Obviously the key match ups:
*
BYNUM VS HOWARD*

Bynum's got to stay out of foul trouble. Howard is going to be aggressive and Bynum is going to be tempted to get physical to try and stop him from scoring at will. That is only going to hurt us. Smart defense will be the way Bynum helps the Laker's the most. 

Let's not forget rebounding. Bynum's going to have to get those defense boards. He's going up against a rebounding monster. So he will need to battle and work hard for every possession.
*
ODOM VS LEWIS*

With the way Odom has played this season, this is the match up I'm most afraid of. Lewis is averaging 19 PPG, 5 RPG, 2.4 APG, in 39 minutes. Odom on the other hand is averaging 12 PPG, 6RPG, 1.6 APG in 34 minutes. Not only is Odom not a factor at the three, his rebounding, scoring, and assists have gone down. You would figure at the three his assasits would go up. However they haven't, and unless he gets out of this funk and actually attempts to play defense Lewis is going to trash him.

Kobe will be Kobe. He will need to shoot a high percentage, and concentrate on help defense. But I fear unless Bynum can do well, and Odom can get out of his coma, the Laker's shouldn't fair well.


----------



## Silk D (Feb 6, 2006)

I'm kinda nervous about this game. I mean, how the hell are we gonna stop Brian Cook?


----------



## Darth Bryant (Feb 1, 2005)

Silk D said:


> I'm kinda nervous about this game. I mean, how the hell are we gonna stop Brian Cook?


Just because you said that, you know Cook is going to burn us from the three point line.

And Mo Evans is going to become the new Kobe stopper.


----------



## Bartholomew Hunt (Mar 4, 2003)

CDRacingZX6R said:


> Just because you said that, you know Cook is going to burn us from the three point line.
> 
> And Mo Evans is going to become the new Kobe stopper.


You just know it's going to be like this. It always happens.


----------



## Cap (Nov 5, 2003)

*TO-DO LIST:*
#1 In the forum thread, how many points per game is Odom averaging?
#2 List every basketball player the forum thread mentions by name.

Point annotation records
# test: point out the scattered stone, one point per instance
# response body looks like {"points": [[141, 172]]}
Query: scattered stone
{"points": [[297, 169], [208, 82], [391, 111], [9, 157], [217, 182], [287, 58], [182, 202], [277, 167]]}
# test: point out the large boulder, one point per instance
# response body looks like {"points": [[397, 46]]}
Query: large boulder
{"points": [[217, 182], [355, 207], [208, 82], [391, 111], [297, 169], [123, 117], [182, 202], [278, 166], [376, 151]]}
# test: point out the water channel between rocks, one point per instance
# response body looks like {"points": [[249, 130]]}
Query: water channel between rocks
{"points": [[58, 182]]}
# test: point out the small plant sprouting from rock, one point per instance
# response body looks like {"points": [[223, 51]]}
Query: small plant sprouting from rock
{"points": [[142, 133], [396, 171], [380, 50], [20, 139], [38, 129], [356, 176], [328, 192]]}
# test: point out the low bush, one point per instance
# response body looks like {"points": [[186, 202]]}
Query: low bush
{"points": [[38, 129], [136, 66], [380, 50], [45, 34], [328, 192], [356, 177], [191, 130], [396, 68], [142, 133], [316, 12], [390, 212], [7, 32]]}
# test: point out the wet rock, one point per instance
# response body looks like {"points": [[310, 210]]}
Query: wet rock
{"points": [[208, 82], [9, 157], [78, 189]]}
--
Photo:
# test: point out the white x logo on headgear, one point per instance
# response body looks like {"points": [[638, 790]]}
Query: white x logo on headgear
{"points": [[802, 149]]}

*ANSWERS TO THE EXERCISES:*
#1 12 PPG

#2 Bynum, Howard, Odom, Lewis, Kobe, Brian Cook, Mo Evans